(Aim of the exercise)
Here are records with pictures in them. Copy all of them exactly and leave the pictures out.

(Records to use)
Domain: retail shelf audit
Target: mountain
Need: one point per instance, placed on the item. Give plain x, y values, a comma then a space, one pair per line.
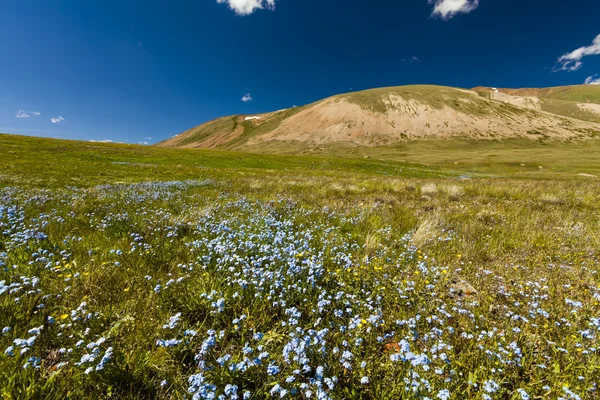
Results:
580, 102
385, 116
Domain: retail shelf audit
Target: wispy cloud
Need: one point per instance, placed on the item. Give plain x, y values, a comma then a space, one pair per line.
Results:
572, 61
446, 9
27, 114
247, 7
592, 80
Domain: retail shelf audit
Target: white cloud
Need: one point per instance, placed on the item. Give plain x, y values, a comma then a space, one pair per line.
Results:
572, 61
446, 9
247, 7
592, 80
27, 114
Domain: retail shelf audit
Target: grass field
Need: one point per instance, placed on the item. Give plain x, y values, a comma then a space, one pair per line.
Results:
440, 270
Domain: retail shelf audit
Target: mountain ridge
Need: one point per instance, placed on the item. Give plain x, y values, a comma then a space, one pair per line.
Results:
385, 116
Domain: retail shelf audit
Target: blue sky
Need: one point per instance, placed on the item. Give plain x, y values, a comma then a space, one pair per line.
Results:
142, 71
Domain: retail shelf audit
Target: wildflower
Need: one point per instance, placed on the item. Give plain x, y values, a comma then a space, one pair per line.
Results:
523, 393
272, 369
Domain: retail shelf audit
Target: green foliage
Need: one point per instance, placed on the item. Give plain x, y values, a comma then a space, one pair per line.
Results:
524, 239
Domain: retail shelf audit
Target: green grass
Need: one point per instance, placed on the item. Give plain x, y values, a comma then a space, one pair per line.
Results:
499, 273
437, 97
579, 94
569, 109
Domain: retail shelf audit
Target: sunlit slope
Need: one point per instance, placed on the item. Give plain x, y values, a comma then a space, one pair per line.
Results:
387, 116
581, 101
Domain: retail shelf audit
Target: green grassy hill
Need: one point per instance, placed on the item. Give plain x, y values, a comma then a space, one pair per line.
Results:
564, 100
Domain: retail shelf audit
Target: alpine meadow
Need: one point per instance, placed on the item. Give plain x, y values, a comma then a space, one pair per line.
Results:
285, 199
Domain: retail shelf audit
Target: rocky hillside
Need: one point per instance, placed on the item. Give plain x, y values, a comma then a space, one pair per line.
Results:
386, 116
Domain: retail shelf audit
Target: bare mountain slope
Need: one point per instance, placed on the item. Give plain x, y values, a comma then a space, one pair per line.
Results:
386, 116
580, 101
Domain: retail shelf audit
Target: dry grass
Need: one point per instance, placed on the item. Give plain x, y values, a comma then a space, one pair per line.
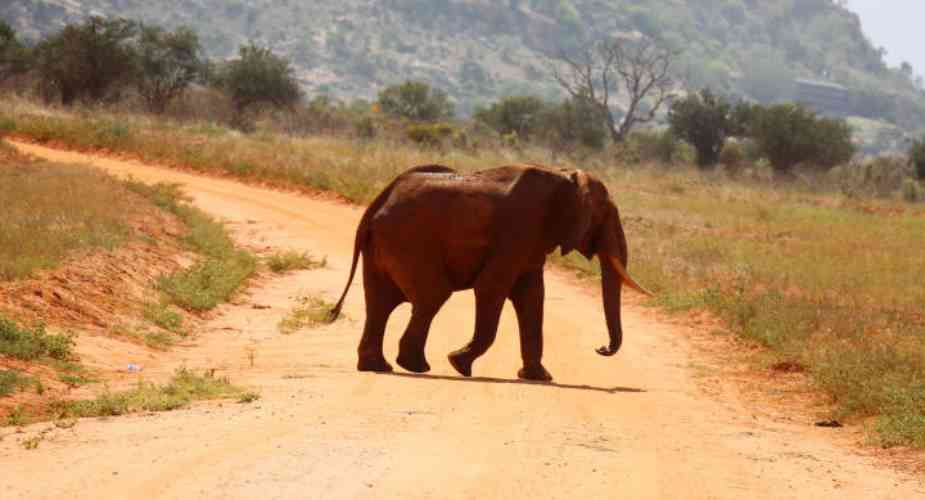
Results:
310, 312
184, 388
829, 281
291, 260
50, 211
221, 270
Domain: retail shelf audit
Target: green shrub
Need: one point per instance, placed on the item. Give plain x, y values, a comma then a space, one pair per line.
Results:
416, 101
917, 158
912, 191
705, 121
258, 76
431, 135
792, 134
521, 115
91, 60
733, 155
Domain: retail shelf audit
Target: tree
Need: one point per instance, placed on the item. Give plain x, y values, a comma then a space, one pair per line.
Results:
167, 64
416, 101
791, 134
88, 60
520, 114
567, 125
705, 121
917, 158
258, 76
595, 73
14, 57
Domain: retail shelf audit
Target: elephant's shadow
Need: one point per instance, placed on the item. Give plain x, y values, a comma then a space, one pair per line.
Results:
493, 380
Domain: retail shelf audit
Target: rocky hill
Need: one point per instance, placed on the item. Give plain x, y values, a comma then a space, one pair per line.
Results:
478, 50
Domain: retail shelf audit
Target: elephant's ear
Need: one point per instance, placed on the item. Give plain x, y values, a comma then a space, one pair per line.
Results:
578, 212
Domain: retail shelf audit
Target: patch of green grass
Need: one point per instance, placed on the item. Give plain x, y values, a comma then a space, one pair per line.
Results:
163, 317
249, 397
75, 380
222, 269
281, 262
18, 416
161, 341
824, 280
310, 312
208, 283
13, 380
51, 210
30, 344
184, 388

(Exercise output)
Domain: retail shelf audit
Target: mountain
Need: one point per instance, placed on the item. Give plain x, y values, a comma then a space, one pair per line.
Results:
580, 102
385, 116
Domain: retail shelf audit
Target: wispy cloud
Need: one point per instance, placed on the item. Give plain x, y values, a comma then a space, one pair per line.
Results:
572, 61
446, 9
27, 114
247, 7
592, 80
Domain: retail shelf audit
Target: white cloud
Need: one point per instance, placed on the item. Give plain x, y values, a comma then a space, one pair per line.
Results:
572, 61
446, 9
247, 7
592, 80
27, 114
Domain: retail shelf audit
Target: grass field
Need: one point per instance, placed on the item. Give plain x, y values, a comma then a space, one pair per line.
Results:
440, 270
Domain: retail shelf audit
Target: mountain ridge
Need: one point per instance, placed on the item. Give plain x, y values, a comma then a space, one pair per line.
Results:
385, 116
Domain: retail shelf audit
Target: blue sky
Need: one point per instance, placed on the item. Give plain x, y values, a comma then a space, one pair per line.
Results:
142, 71
Domain: retail shelf audit
Target: wildflower
Need: one point per instance, placed on the item. Give plain x, y values, a comma then a space, one pair per line.
Results:
523, 393
272, 369
Domain: retail shelf audit
Target: green foliage
Need: one point per instance, placed on the item. Give plain x, y values, a comma then a space, one pair per line.
Results:
524, 239
Domain: retail shelf audit
Target: green grass
Need: one point per instance, placed on the item. Give plain x, y values, a comma then a space, one pair per line.
Results:
499, 273
437, 97
579, 94
569, 109
Domain: retail shelf audit
Target: sunlit slope
Need: one point per instance, placed on the item. Give plain x, y values, a comma then a space, one pair per line.
Results:
387, 116
581, 101
Domain: retail shelf audit
Target: green grassy hill
Need: one point per instance, placed on the item. Give plain x, y values, a comma then a space, one pair per line.
Results:
564, 100
Domain: retail shelf audit
Target: alpine meadow
Need: one point per instance, placed on the item. Give plain x, y values, a comma then a space, one pair per line.
Results:
285, 199
Domain: retail shelf audit
Target: rocky hillside
Need: one point per instance, placed on the item. Give plain x, y values, a comma then a space, one pair per line.
Results:
386, 116
Domain: retail shelf audit
Target: bare mountain slope
Need: one point per instance, placed on the item. Give plain x, y values, a comma then a space, one pair per line.
Results:
386, 116
580, 101
Domain: retail shelf audit
Target: dry grass
Need: one point per instance, placed on the item. Give plain x, y values, a comma then a space, one pair per line.
Results:
310, 312
184, 388
829, 281
291, 260
50, 211
221, 270
Domain: retail shelf audit
Target: green shrub
Need: one point per instance, placed on the item. Give plain x, y values, a comma then a space, one pair per line.
Results:
416, 101
917, 158
912, 191
705, 121
258, 76
431, 135
792, 134
521, 115
91, 60
733, 155
Domain: retail shelf audit
Target: tree
Need: one point per instance, placed on the item. Give plain x, y values, a comma then a space, one pair per line.
Results:
167, 64
416, 101
791, 134
88, 60
520, 114
567, 125
705, 121
917, 158
258, 76
595, 73
14, 57
Domain: retail shelf audit
Target: elephant's shadow
Need: one point per instance, placed on the item. Give plain x, y values, a comma then a space, one pair per line.
Results:
493, 380
Domain: retail shelf audit
Target: rocky hill
Need: one point per instance, placed on the item. Give plain x, y values, a comma then a space, one pair per line.
Results:
478, 50
Domain: retail shelf audit
Target: elephant's ear
Need: one point per instance, placed on the item. Give plain x, y values, a comma then a space, one pair per line.
Results:
578, 212
Domain: retail shelf audit
Target: patch of green grass
Need: one point per instance, placed on the item. Give plain x, y values, a comma then a space, one pair per line.
Results:
163, 317
249, 397
75, 380
222, 269
281, 262
18, 416
161, 341
824, 280
310, 312
208, 283
13, 380
51, 210
30, 344
184, 388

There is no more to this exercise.